Excerpts from a location annotation dataset →
•••
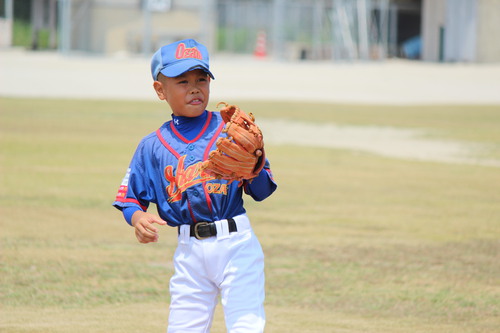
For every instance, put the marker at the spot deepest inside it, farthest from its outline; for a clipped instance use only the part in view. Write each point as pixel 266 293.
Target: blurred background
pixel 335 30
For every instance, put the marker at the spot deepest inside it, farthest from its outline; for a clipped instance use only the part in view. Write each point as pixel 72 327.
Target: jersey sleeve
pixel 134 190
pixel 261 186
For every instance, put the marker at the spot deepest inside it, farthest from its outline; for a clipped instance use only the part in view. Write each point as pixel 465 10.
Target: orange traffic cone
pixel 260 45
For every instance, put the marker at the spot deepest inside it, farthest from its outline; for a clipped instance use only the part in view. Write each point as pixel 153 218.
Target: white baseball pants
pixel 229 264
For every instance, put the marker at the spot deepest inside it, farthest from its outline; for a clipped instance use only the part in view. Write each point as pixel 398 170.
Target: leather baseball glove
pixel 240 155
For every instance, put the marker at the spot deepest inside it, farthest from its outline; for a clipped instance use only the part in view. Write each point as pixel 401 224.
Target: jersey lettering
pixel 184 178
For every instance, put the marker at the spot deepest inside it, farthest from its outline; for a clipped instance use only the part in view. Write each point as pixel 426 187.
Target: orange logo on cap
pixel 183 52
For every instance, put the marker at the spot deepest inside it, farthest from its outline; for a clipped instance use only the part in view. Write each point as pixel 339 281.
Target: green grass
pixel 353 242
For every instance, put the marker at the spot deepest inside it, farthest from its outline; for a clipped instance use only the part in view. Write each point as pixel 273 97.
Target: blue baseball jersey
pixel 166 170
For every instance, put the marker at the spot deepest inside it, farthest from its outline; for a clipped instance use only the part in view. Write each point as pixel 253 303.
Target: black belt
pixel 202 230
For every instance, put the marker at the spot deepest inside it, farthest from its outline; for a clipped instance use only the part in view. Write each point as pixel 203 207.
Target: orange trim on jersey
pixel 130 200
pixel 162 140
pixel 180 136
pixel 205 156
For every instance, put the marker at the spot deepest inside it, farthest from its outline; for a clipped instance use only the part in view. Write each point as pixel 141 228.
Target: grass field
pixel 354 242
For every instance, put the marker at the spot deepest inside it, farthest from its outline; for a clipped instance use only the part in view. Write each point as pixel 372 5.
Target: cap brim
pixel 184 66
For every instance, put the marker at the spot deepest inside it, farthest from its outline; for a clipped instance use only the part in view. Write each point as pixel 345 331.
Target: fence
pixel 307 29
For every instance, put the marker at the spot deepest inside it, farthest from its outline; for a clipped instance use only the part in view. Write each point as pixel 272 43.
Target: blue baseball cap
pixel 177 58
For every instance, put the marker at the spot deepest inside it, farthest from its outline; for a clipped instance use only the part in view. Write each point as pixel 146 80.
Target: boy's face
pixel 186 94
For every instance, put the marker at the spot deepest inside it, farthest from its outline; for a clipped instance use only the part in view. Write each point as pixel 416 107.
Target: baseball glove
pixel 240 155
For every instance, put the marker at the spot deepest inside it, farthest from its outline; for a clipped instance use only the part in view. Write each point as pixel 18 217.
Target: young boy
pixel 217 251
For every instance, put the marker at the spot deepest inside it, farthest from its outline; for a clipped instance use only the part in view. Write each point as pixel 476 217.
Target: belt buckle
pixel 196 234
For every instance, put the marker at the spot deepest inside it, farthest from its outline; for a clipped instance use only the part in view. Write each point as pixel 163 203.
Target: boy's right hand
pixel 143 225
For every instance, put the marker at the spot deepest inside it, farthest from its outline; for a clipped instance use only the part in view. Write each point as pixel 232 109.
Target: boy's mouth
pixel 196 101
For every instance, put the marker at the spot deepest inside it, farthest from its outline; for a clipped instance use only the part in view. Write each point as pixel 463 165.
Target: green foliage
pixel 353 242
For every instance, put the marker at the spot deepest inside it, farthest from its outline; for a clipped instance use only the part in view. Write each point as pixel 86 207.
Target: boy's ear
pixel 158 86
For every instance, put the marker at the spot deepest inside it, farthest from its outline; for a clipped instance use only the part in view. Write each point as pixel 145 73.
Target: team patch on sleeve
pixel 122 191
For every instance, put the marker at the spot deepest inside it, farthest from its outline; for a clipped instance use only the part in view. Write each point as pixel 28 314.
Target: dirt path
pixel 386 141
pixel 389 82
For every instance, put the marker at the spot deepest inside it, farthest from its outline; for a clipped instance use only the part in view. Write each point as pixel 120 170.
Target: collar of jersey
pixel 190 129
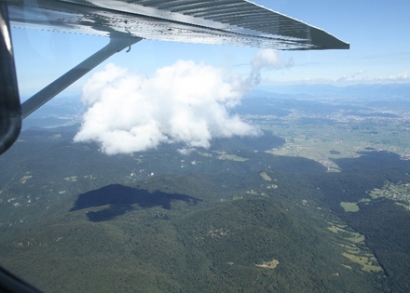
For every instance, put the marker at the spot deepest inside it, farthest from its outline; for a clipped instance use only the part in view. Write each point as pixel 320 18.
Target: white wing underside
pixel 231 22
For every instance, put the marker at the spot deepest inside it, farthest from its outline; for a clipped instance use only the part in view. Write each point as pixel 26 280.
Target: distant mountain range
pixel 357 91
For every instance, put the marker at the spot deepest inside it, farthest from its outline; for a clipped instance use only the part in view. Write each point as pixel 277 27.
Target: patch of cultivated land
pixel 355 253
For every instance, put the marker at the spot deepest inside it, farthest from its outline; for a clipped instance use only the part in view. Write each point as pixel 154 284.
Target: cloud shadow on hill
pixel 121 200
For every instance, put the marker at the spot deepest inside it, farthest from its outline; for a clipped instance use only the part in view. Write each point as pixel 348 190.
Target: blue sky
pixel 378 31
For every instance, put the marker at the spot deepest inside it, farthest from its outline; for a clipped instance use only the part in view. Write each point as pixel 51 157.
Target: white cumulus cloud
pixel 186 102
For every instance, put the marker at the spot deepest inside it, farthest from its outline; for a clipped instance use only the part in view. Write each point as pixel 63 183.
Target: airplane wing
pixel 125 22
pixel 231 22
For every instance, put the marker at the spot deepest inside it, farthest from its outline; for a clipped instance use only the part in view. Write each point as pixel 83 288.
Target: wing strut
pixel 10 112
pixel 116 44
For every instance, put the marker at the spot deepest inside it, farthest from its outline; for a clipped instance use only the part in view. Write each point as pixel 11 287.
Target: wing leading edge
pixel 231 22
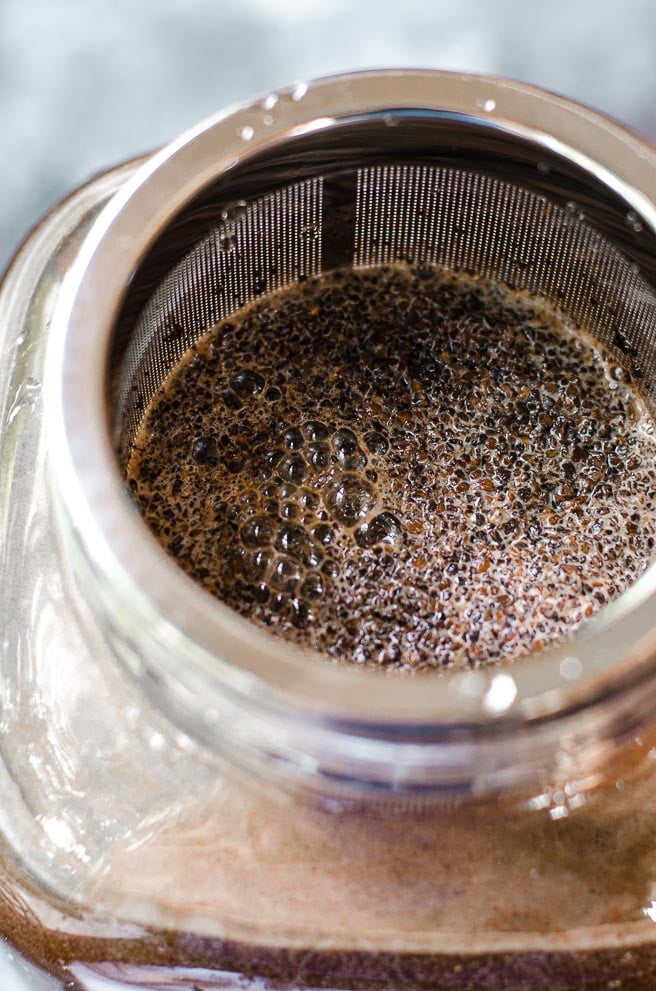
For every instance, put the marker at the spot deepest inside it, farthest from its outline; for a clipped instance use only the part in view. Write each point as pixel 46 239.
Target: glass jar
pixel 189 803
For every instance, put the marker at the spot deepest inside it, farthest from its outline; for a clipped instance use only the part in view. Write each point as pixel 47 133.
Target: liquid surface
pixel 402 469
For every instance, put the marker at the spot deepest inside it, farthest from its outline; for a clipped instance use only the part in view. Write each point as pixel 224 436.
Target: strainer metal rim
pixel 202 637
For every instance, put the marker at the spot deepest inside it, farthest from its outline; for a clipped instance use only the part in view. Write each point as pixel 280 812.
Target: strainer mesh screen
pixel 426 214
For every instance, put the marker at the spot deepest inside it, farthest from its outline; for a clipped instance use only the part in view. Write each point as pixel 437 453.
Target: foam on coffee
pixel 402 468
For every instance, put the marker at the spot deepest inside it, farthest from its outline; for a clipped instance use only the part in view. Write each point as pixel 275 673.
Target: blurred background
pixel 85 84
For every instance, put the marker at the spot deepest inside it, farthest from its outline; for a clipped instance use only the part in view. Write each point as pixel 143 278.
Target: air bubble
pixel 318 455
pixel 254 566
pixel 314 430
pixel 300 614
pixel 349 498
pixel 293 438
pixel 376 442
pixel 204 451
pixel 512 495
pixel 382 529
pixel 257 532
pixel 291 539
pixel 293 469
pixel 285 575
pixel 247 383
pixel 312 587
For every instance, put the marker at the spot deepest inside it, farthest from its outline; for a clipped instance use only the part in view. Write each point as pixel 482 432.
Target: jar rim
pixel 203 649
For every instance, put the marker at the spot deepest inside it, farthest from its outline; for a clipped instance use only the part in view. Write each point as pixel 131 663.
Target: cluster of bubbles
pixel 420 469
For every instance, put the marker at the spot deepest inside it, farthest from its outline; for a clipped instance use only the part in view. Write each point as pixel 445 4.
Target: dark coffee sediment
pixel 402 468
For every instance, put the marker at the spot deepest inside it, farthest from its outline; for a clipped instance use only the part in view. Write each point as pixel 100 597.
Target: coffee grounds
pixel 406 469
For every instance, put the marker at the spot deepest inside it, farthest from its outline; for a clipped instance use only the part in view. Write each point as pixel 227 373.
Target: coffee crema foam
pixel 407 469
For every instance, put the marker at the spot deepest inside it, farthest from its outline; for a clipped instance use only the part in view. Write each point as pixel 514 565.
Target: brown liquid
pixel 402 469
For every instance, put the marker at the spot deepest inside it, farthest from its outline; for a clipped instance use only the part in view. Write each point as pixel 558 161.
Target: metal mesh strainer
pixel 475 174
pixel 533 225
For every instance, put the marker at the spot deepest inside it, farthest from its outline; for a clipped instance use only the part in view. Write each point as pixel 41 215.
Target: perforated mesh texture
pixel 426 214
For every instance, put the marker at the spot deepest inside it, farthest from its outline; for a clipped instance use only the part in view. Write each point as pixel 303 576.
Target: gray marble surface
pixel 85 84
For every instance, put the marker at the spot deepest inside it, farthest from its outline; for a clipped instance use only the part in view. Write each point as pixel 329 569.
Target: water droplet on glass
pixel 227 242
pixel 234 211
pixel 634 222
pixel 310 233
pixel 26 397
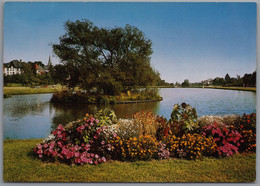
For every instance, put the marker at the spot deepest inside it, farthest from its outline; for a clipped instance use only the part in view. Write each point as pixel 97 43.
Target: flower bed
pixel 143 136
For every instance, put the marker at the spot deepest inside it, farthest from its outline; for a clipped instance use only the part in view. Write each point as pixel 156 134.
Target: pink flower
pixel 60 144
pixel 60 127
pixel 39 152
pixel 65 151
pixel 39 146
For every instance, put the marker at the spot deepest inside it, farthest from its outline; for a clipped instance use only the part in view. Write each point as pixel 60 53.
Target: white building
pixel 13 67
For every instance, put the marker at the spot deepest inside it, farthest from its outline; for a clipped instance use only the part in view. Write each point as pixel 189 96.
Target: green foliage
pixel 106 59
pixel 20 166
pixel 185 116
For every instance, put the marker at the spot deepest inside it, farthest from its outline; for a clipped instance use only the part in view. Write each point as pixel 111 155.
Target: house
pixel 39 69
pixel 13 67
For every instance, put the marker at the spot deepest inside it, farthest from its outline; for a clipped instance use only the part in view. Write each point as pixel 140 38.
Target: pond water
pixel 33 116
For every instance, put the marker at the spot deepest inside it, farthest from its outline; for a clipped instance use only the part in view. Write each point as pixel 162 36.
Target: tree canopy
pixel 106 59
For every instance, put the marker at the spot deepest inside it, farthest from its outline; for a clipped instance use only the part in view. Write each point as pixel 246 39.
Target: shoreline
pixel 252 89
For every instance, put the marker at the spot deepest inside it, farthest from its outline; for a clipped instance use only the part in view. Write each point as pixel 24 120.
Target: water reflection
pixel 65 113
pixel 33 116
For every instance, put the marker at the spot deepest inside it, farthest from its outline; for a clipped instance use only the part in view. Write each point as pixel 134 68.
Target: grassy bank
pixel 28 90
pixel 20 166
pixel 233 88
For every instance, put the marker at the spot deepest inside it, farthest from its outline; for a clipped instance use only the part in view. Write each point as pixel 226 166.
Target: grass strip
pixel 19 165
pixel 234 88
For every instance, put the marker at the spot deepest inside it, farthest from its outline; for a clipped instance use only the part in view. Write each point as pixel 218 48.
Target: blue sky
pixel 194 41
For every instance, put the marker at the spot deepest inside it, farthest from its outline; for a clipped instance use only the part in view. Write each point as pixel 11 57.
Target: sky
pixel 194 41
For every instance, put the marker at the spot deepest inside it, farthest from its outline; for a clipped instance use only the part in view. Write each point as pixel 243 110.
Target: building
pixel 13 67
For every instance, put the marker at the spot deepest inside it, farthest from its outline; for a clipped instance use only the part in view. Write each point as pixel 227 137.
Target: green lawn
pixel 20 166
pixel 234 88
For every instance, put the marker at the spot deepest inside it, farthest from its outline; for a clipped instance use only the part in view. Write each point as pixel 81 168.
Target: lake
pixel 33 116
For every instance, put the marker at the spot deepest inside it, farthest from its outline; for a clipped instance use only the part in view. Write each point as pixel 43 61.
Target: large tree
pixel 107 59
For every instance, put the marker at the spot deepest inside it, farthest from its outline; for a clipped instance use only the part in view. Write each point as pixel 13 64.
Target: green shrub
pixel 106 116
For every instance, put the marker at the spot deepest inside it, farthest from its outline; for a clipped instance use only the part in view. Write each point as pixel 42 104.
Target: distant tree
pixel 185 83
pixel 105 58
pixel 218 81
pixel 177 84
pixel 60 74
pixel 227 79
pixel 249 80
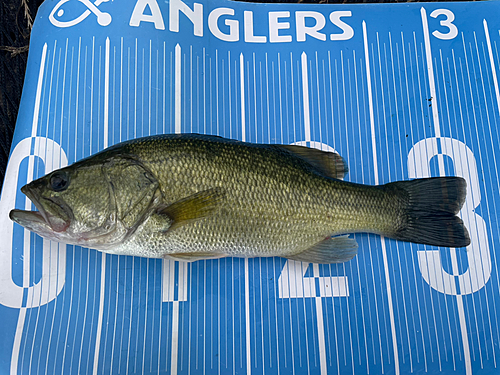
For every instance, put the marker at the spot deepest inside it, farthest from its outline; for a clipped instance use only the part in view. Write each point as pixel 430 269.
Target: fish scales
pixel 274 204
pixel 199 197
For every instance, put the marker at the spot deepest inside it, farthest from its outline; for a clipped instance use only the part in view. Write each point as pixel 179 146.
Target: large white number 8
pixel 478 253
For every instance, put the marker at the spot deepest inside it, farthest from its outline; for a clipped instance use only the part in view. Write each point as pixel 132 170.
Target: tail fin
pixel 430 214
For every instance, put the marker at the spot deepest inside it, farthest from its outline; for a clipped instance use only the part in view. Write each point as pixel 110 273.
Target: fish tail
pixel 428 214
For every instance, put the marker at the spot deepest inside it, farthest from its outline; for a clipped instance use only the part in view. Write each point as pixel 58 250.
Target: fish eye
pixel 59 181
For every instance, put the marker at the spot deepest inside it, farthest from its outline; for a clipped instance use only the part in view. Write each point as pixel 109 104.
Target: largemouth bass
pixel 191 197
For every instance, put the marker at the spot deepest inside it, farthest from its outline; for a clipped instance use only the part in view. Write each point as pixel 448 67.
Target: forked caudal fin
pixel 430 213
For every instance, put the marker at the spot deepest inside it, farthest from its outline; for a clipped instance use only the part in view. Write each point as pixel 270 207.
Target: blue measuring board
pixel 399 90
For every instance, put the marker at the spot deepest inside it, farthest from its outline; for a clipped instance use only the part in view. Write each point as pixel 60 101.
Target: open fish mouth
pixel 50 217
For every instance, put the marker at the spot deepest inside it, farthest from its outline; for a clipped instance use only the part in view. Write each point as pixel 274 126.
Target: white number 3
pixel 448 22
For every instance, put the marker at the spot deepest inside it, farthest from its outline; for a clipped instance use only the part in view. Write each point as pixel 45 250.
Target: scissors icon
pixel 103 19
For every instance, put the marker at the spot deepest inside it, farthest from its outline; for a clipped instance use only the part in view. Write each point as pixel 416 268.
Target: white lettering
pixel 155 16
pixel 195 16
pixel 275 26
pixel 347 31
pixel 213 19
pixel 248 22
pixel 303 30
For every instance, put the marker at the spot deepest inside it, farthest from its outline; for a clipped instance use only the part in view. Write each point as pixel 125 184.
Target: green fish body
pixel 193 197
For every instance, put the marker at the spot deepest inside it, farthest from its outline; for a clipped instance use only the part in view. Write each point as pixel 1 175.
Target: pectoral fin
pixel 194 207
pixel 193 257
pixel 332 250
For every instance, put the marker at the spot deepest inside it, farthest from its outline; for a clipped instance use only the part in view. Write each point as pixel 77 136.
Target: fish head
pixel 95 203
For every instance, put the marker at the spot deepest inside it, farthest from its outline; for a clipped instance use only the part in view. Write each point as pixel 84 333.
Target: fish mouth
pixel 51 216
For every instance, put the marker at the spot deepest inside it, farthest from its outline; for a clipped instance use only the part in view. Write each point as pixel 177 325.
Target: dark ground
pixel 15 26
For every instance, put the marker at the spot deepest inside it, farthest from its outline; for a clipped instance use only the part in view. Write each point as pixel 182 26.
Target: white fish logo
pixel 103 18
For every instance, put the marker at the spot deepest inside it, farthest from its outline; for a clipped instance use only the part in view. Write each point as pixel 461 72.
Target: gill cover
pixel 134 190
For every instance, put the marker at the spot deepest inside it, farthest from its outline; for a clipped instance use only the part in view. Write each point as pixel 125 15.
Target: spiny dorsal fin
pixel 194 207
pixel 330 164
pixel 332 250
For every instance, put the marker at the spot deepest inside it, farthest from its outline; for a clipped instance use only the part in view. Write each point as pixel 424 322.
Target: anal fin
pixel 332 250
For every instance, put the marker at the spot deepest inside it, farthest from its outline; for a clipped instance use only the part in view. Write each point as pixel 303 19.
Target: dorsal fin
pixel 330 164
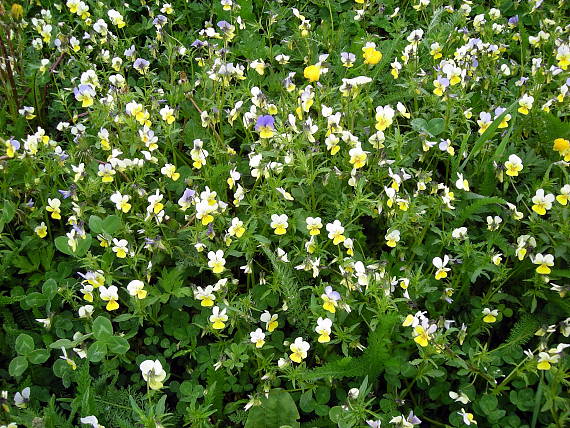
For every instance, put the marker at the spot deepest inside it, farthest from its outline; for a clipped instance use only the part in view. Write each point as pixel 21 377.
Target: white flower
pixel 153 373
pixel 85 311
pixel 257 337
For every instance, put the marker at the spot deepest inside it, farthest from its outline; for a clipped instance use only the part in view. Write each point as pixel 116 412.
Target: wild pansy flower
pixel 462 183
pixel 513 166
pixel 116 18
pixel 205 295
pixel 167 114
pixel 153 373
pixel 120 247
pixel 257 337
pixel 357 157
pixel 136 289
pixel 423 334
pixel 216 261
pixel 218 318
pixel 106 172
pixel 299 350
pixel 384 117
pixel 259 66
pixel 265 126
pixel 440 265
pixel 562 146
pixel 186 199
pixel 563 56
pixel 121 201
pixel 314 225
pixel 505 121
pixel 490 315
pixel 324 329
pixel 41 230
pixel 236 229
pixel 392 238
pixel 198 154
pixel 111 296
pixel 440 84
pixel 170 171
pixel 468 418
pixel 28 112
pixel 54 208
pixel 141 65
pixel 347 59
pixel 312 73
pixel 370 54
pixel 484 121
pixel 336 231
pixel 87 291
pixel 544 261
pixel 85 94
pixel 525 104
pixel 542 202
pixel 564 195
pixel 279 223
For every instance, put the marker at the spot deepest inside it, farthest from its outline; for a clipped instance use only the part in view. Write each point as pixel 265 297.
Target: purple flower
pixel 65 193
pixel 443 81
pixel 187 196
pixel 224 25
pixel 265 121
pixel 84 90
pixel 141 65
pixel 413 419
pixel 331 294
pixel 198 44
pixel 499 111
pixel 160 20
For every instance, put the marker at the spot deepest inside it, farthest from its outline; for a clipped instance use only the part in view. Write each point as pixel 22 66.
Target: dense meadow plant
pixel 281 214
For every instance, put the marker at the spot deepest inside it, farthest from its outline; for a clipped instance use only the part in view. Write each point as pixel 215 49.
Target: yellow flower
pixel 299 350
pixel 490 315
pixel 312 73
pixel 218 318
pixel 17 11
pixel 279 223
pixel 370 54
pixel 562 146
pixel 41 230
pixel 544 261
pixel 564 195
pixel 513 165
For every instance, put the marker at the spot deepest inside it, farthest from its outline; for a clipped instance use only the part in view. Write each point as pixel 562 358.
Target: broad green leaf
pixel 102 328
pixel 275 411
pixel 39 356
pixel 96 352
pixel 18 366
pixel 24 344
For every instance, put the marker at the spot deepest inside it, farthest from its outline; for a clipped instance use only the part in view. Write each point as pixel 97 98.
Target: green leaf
•••
Direction → Put the lines starting at the beginning of the items and ending at the line that contains "pixel 229 264", both included, into a JSON list of strings with one string per line, omitting blank lines. Give only that list, and leave the pictures out.

Task response →
[
  "For every instance, put the marker at the spot deepest inside it, farthest from its outline; for a clipped instance use only the part in view. Write each point as pixel 266 293.",
  "Target: blurred background",
  "pixel 335 30",
  "For every instance, put the marker at the spot deepest inside it, farthest from its outline; for a clipped instance use only the part in view. Write each point as pixel 72 327.",
  "Target: jersey sleeve",
  "pixel 134 190",
  "pixel 261 186",
  "For every instance, put the marker at the spot deepest inside it, farthest from its outline; for a clipped instance use only the part in view. Write each point as pixel 465 10.",
  "Target: orange traffic cone",
  "pixel 260 45",
  "For every instance, put the marker at the spot deepest inside it, farthest from its outline; for a clipped instance use only the part in view. Write each point as pixel 153 218.",
  "Target: white baseball pants",
  "pixel 229 264"
]